» **Document extract**
--

Defining a curve as a Bezier curve

Abstract

A Bezier curve is significant with its control points. When control points are given, the Bezier curve can be written using De Casteljau's algorithm. An important property of Bezier curve is that every coordinate function is a polynomial. Suppose that a curve $\alpha \left(t\right)$ is a curve which coordinate functions are polynomial. Can we find points that make the curve $\alpha \left(t\right)$ as Bezier curve? This article presents a method for finding points which present $\alpha \left(t\right)$ as a Bezier curve.

KEYWORDS:

• Bezier curve
• control points
• creator matrix

AMS SUBJECT CLASSIFICATIONS:

• 26C05
• 11C99
• 65D17

1. Introduction

The curve theory is used in differential geometry, kinematics, robotics and engineering. Bezier curves are important subset of the curves. Bezier curves have been used in computer-aided geometric design (CAGD) and in many areas [1–5]. For every Bezier curve, the control points are uniquely defined [6]. In CAGD, the most popular areas of research are used shape control parameters to construct Bezier curves [7]. It is possible to establish the linear relationship of the control points of a Bezier curve and surface [8, 9]. It is well known from the relevant literature, a Bezier curve is established by the control points. When the control points are given, using the Bernstein polynomial and De Castaljeu algorithm we can write the Bezier curve.

The coordinates of a Bezier curve are polynomial functions including the coefficients of Bernstein polynomial and the component of the control points. However, when a Bezier curve is given, we can not say the control points what are? In the relevant literature, there are some articles about finding the control points of third order with minimum error [10].

Our aim is to find the control points exactly, not approximately. Suppose that $\alpha \left(t\right)$ is a curve, ${\alpha }_1\left(t\right)$, ${\alpha }_2\left(t\right)$, ${\alpha }_3\left(t\right)$ are coordinate functions. ${\alpha }_1\left(t\right)$, ${\alpha }_2\left(t\right)$, ${\alpha }_3\left(t\right)$ are polynomial with degree $m_{1,}$ $m_2$ and $m_3$, respectively. In this case, we can find $max\{m_1,m_2,m_3\}+1$ points which are control points of the curve $\alpha \left(t\right)$ as a Bezier curve. The original contribution of our study is to find the control points when a curve is given. We need only the coefficients of polynomial coordinate functions. These coefficients give us the coordinates of control points using the inverse of creator matrix. Creator matrix has an inverse. We show this case in Section 3. The advantages of the proposed method are different from the existing methods. The control points are given for finding the Bezier curve in the existing methods but the control points are found in our method. If we have creator matrix, we can find the control points every time.

--

» **Recorded information**
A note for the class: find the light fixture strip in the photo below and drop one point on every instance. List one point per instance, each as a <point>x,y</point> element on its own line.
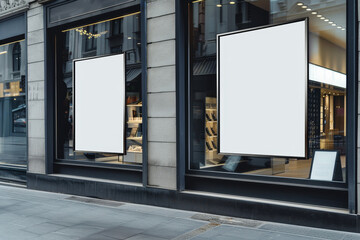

--

» **Objective 1**
In the Bezier curve article, what is used with the inverse of the creator matrix to give the coordinates of the control points?
» **Objective 2**
Rewrite the passage of the Bezier curve article starting with "The coordinates of a" and going on through "minimum error [10].", with "Bezier curve" changed to "Bézier curve".
» **Objective 3**
Continue the article on defining a curve as a Bezier curve from its last sentence.

» **Exercise result 1**
The coefficients of the polynomial coordinate functions.

» **Exercise result 2**
The coordinates of a Bézier curve are polynomial functions including the coefficients of Bernstein polynomial and the component of the control points. However, when a Bézier curve is given, we can not say the control points what are? In the relevant literature, there are some articles about finding the control points of third order with minimum error [10].

» **Exercise result 3**
Firstly, we give basic knowledge about a Bezier curve. And then, we introduce a method to find the control points of a given curve in Section 3, which is the original part of this article.

2. Preliminaries

Binomial expansion with n-degree for a and b is given by $(a+b{)}^n=\sum _{i=0}^n\left(\genfrac{}{}{0em}{}{n}{i}\right)a^i{b}^{n-i}.$ For a=t and b=1−t, we can write this polynomial, which is called Bernstein polynomial, as $B\left(t\right)=\sum _{i=0}^n\left(\genfrac{}{}{0em}{}{n}{i}\right)t^i(1-t{)}^{n-i},0\le t\le 1$ or $B_n\left(t\right)=\sum _{i=0}^n{B}_i^n\left(t\right),$ where $B_i^n\left(t\right)=\left(\genfrac{}{}{0em}{}{n}{i}\right)t^i(1-t{)}^{n-i}$. This polynomial was introduced by Bernstein [11]. A Bernstein polynomial can be written in matrix form [12].

Bernstein polynomials have the linearly independent property, so Bernstein polynomials set $\left\{B_i^n\right\}$ forms a basis for all polynomials. Using the de Casteljau algorithm and Bernstein polynomial, a Bezier curve can be written as (1) $BZ\left(t\right)=\sum _{i=0}^n\left(\genfrac{}{}{0em}{}{n}{i}\right)t^i(1-t{)}^{n-i}{P}_i,0\le t\le 1,$(1) where $P_i$ are elements of ${\mathbb{R}}^k$, $k\le n$, and called Bezier points [13].

If $P_i=(P_{ix},P_{iy},P_{iz})\in {\mathbb{R}}^3,$ $0\le i\le n,$ then we have $BZ\left(t\right)=\sum _{i=0}^n{B}_i^n\left(t\right)(P_{ix},P_{iy},P_{iz})$ and, in terms of coordinate functions, (2) $BZ\left(t\right)=\left(\sum _{i=0}^n{B}_i^n\left(t\right)P_{ix},\sum _{i=0}^n{B}_i^n\left(t\right)P_{iy},\sum _{i=0}^n{B}_i^n\left(t\right)P_{iz}\right).$(2) $BZ\left(t\right)$ is continuous on $[a,b]$ and differentiable on $(a,b)$.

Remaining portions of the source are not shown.